Trzeba uregulować rynek

Choć saszetki nikotynowe stają się w Polsce coraz popularniejsze, ich rynek wciąż nie został uregulowany. To sprawa kluczowa dla bezpieczeństwa konsumentów, a prace w resortach zdrowia i finansów się przedłużają.

Publikacja: 21.08.2023 03:00

Według wielu ekspertów, szaszetki tytoniowe to dla palaczy szansa na stopniowe porzucenie nałogu.

Według wielu ekspertów, szaszetki tytoniowe to dla palaczy szansa na stopniowe porzucenie nałogu.

Foto: shutterstock

W Europie od kilku lat sprzedawane są beztytoniowe woreczki (saszetki) nikotynowe. W Polsce też są dostępne i coraz popularniejsze. Problem w tym, że wciąż brakuje regulacji związanych z ich stosowaniem.

– Saszetki nikotynowe zawierają nikotynę, dodatki smakowe i aromaty, środek zagęszczający i stabilizujący, stosowane w produktach spożywczych. Użytkownik wkłada saszetki pomiędzy górną wargę a dziąsło, co sprawia, że nikotyna przez błonę śluzową powoli przedostaje się do organizmu – wyjaśnia prof. Andrzej Sobczak z Wydziału Nauk Farmaceutycznych Śląskiego Uniwersytetu Medycznego.

● ● ● ●

Treść zadania A ▸
Wybierz z rekordów poniżej wszystkie wiersze zawierające ciąg „edible” i przepisz je.

Ciąg rekordów ▸
● ● ● ●

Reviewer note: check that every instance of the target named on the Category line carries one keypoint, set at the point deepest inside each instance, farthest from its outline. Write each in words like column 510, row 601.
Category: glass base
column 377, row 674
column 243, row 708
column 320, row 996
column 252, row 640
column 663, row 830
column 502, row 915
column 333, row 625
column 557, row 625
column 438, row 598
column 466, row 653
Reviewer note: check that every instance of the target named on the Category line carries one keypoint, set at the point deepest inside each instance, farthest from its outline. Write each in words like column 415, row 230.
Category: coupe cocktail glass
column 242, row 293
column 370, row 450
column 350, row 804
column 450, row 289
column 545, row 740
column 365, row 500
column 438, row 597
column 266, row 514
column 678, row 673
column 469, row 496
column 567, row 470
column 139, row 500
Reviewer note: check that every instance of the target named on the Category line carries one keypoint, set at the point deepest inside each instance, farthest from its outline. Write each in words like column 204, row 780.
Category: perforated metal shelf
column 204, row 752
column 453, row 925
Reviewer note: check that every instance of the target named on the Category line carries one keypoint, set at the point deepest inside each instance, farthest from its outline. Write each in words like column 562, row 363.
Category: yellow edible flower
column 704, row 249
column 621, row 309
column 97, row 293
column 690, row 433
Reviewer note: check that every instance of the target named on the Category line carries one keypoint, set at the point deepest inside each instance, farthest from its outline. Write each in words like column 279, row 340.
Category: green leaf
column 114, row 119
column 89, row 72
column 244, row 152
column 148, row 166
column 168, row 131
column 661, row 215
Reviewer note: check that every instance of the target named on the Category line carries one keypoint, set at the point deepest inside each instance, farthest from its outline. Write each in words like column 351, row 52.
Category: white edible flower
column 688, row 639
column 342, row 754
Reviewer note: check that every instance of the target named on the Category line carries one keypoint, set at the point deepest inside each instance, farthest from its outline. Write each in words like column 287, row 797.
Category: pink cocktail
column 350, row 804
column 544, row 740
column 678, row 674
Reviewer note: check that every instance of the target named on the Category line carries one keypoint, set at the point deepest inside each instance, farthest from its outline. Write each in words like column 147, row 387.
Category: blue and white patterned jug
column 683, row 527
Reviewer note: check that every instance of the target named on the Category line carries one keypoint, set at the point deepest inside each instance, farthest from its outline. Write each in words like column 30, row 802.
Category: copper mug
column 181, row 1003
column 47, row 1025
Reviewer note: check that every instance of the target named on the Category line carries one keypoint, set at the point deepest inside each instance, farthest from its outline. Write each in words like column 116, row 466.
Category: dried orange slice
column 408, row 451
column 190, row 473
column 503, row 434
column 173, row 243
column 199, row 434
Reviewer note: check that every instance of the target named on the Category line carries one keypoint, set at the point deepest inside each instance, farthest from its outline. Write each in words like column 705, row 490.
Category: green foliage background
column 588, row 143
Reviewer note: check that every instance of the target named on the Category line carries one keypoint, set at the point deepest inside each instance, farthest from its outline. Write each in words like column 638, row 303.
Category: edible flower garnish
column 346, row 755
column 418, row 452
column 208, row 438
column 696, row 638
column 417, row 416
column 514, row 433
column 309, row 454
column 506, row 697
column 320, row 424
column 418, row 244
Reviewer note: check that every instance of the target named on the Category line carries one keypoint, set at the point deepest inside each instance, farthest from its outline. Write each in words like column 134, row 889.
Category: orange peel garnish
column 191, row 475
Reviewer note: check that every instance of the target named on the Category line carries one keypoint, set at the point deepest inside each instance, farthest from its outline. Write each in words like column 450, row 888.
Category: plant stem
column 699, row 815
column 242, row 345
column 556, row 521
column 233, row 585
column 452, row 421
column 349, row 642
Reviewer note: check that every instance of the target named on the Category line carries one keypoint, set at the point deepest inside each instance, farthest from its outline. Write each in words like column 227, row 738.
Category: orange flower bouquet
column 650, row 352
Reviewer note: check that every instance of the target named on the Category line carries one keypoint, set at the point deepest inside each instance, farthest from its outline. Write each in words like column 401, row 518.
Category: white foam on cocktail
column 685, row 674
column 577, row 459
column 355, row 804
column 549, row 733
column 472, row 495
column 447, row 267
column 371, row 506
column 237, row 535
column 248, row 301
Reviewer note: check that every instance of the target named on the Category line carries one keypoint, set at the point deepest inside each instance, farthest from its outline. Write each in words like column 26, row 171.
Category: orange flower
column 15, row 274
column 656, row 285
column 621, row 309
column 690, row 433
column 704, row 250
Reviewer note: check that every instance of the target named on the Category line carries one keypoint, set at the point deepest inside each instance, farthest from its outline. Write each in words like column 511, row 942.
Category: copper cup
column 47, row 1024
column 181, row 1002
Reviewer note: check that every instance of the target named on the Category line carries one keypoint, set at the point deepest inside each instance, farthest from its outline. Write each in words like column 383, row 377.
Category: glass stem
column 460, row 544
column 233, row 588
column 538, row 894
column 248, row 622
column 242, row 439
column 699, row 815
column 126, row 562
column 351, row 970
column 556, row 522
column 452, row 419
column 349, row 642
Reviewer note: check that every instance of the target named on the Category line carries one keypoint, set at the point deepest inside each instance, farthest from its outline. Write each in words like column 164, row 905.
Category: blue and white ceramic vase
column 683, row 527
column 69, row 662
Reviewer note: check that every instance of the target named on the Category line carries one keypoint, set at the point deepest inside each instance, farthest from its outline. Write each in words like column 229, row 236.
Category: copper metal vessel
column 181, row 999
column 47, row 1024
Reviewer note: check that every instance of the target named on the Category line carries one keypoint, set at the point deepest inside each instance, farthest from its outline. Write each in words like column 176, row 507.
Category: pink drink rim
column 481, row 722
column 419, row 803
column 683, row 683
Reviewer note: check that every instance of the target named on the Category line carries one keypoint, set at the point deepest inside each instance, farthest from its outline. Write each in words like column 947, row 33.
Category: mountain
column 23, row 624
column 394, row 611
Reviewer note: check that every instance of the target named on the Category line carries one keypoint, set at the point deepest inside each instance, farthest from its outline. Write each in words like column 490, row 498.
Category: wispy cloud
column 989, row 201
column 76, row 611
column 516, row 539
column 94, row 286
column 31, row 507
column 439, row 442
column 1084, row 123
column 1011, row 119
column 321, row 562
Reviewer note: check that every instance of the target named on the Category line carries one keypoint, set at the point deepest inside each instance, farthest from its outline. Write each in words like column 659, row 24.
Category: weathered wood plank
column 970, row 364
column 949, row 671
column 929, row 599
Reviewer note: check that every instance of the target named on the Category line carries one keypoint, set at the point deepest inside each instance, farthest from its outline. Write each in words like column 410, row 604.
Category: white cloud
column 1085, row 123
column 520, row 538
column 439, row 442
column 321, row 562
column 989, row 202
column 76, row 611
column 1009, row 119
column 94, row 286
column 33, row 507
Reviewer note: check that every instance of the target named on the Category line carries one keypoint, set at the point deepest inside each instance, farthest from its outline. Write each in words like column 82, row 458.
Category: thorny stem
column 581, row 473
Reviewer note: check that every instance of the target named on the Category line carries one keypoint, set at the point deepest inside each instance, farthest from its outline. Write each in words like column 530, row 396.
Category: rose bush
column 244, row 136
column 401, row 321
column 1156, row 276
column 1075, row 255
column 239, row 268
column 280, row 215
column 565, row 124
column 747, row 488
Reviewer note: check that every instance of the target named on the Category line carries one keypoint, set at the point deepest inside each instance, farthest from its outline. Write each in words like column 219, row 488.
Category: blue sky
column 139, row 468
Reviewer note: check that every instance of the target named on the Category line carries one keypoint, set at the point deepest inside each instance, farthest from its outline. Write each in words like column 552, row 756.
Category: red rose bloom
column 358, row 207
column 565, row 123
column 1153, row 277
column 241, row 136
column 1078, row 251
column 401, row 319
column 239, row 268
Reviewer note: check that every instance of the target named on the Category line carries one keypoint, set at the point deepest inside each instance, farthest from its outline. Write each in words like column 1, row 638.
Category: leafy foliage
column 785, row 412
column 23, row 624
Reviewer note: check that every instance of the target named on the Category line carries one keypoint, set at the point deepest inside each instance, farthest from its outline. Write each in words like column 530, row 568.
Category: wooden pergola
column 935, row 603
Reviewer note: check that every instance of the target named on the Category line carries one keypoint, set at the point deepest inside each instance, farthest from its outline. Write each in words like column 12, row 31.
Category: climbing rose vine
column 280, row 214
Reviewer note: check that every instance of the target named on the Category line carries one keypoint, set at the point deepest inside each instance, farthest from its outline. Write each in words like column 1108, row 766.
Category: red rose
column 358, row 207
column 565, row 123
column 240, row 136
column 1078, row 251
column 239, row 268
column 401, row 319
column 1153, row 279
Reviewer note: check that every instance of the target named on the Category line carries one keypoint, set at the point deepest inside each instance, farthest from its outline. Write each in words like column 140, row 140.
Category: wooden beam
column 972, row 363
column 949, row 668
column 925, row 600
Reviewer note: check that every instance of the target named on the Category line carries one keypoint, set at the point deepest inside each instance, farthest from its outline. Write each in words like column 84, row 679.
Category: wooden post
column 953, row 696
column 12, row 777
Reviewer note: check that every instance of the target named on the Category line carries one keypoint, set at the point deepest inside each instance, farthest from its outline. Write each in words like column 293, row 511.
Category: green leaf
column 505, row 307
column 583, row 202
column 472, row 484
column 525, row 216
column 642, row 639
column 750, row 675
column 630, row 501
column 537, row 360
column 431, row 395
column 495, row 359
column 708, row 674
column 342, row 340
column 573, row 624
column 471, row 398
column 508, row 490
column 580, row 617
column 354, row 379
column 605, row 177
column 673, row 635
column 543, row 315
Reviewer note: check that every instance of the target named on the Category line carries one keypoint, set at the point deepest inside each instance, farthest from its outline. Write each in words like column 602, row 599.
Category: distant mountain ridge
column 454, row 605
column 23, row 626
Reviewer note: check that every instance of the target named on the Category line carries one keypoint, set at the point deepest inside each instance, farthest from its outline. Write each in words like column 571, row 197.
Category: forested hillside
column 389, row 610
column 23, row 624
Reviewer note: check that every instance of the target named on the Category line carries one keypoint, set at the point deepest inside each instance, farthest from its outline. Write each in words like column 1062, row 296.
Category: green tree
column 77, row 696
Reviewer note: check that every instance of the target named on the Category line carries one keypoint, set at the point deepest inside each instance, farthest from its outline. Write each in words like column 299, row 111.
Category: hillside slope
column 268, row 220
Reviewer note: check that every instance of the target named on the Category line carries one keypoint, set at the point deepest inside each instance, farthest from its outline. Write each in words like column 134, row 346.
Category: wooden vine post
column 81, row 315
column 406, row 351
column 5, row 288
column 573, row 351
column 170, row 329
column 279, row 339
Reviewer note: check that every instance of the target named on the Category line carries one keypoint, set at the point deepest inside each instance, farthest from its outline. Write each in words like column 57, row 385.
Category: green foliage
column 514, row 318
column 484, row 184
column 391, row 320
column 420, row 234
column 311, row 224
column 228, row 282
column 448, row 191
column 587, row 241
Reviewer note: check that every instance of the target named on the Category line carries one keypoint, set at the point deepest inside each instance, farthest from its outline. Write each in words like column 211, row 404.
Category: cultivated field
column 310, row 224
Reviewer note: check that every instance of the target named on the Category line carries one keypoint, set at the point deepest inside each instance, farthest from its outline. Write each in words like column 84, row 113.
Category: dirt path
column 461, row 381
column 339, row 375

● ● ● ●

Treść zadania B ▸
Wypisz w całości, znak po znaku, podany powyżej tekst o saszetkach nikotynowych.

Pełna odpowiedź A ▸
Category: yellow edible flower
Category: white edible flower
Category: edible flower garnish

Pełna odpowiedź B ▸
Trzeba uregulować rynek

Choć saszetki nikotynowe stają się w Polsce coraz popularniejsze, ich rynek wciąż nie został uregulowany. To sprawa kluczowa dla bezpieczeństwa konsumentów, a prace w resortach zdrowia i finansów się przedłużają.

Publikacja: 21.08.2023 03:00

Według wielu ekspertów, szaszetki tytoniowe to dla palaczy szansa na stopniowe porzucenie nałogu.

Według wielu ekspertów, szaszetki tytoniowe to dla palaczy szansa na stopniowe porzucenie nałogu.

Foto: shutterstock

W Europie od kilku lat sprzedawane są beztytoniowe woreczki (saszetki) nikotynowe. W Polsce też są dostępne i coraz popularniejsze. Problem w tym, że wciąż brakuje regulacji związanych z ich stosowaniem.

– Saszetki nikotynowe zawierają nikotynę, dodatki smakowe i aromaty, środek zagęszczający i stabilizujący, stosowane w produktach spożywczych. Użytkownik wkłada saszetki pomiędzy górną wargę a dziąsło, co sprawia, że nikotyna przez błonę śluzową powoli przedostaje się do organizmu – wyjaśnia prof. Andrzej Sobczak z Wydziału Nauk Farmaceutycznych Śląskiego Uniwersytetu Medycznego.